::: Extract to read
Paul Lyall

Personal information
- Born: 1944 Writtle, Chelmsford, Great Britain
- Died: 24 December 2021 (aged 76–77) Ruislip, Middlesex

Sport
- Country: Great Britain
- Sport: Para table tennis
- Disability: Paraplegia

Medal record
Para table tennis
Representing Great Britain
Paralympic Games
| Gold medal – first place | 1964 Tokyo | Singles B |
| Gold medal – first place | 1964 Tokyo | Doubles B |
| Gold medal – first place | 1968 Tel Aviv | Singles B |
| Silver medal – second place | 1968 Tel Avivi | Doubles B |
| Bronze medal – third place | 1972 Heidelberg | Singles 4 |
| Bronze medal – third place | 1972 Heidelberg | Teams 4 |
Representing England
Commonwealth Games
| Gold medal – first place | 1966 Kingston | Singles 2 |
| Gold medal – first place | 1966 Kingston | Doubles 2 |

= Paul Lyall =

British para table tennis player (1944–2021)

Paul Lyall (1944 – 24 December 2021) was a British para table tennis player who competed at three Paralympic Games winning a total of six medals including three gold medals. He was known as one of the British legends of the early years of the Paralympics.
::::::
::: Exercise data
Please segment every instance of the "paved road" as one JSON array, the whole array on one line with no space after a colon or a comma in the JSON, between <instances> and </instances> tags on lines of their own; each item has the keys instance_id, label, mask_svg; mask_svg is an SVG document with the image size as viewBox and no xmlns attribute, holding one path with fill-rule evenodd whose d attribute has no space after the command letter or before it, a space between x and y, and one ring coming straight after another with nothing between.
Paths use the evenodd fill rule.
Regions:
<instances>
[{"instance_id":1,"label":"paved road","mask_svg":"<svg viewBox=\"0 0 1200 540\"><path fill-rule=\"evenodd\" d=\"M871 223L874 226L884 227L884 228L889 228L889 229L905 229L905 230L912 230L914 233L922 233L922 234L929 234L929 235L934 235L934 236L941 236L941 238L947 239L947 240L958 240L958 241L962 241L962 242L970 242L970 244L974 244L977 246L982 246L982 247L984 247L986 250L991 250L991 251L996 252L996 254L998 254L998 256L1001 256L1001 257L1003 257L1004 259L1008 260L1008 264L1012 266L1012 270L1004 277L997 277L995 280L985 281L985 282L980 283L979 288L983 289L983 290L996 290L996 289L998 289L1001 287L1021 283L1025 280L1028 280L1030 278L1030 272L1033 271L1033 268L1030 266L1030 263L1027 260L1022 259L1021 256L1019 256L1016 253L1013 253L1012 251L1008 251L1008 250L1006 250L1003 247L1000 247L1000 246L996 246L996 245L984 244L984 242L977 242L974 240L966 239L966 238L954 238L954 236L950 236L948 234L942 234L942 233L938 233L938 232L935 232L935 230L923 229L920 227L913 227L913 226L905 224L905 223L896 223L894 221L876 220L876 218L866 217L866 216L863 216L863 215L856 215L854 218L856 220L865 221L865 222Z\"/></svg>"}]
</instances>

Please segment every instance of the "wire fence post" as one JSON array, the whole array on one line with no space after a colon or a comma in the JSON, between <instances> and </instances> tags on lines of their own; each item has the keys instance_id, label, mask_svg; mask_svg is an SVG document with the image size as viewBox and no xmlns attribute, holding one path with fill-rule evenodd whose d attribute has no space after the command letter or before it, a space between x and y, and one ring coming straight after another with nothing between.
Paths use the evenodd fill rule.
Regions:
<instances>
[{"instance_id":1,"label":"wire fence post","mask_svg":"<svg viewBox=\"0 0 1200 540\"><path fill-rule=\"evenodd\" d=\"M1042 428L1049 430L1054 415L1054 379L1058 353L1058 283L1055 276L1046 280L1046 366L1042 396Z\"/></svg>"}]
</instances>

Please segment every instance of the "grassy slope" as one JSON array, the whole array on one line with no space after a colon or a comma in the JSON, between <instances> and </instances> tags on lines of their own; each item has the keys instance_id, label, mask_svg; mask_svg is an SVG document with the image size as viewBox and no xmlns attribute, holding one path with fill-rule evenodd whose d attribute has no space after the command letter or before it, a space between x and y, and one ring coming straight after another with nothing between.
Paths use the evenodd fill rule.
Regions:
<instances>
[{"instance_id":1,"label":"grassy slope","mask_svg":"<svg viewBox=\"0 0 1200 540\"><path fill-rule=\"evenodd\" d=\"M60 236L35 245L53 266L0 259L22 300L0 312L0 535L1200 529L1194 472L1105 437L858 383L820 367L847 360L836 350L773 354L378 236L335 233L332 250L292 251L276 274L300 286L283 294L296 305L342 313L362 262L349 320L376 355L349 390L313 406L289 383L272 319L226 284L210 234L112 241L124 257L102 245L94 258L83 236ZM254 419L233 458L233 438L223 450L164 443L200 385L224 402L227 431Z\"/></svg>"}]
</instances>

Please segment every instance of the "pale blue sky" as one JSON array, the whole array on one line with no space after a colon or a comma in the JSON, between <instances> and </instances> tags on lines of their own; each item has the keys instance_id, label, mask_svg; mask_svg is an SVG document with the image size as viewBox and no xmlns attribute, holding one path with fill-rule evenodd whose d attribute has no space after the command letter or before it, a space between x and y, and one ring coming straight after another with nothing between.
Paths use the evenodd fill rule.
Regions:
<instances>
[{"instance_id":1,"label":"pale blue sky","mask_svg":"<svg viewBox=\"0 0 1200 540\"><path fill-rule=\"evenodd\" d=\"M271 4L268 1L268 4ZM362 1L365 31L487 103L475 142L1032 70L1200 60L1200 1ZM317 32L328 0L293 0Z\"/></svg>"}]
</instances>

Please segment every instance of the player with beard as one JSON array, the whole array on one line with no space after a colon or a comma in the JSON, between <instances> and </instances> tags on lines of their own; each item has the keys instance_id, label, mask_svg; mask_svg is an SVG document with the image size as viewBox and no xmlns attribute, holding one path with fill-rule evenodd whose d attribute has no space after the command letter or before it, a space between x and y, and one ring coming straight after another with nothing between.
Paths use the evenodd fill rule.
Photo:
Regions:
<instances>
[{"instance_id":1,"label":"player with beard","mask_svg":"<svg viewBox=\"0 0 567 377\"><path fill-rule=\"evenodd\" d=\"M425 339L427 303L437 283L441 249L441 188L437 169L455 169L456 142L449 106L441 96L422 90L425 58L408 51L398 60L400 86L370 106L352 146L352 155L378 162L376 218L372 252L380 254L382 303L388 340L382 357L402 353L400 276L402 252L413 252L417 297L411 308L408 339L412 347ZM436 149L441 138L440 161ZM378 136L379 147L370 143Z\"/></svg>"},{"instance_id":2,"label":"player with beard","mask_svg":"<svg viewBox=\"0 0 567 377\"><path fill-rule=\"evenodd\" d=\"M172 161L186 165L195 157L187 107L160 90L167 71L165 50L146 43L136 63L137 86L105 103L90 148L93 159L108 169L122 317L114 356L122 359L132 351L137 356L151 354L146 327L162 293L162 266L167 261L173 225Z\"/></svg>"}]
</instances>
::::::
▶ **Complete the following**
• A. According to the Paul Lyall article, in which town did he die?
• B. Reproduce the Paul Lyall article between "British para table tennis player (1944–2021)" and "of the Paralympics.", inclusive.

▶ **Responses to the tasks**
• A. Ruislip, Middlesex

• B.
British para table tennis player (1944–2021)

Paul Lyall (1944 – 24 December 2021) was a British para table tennis player who competed at three Paralympic Games winning a total of six medals including three gold medals. He was known as one of the British legends of the early years of the Paralympics.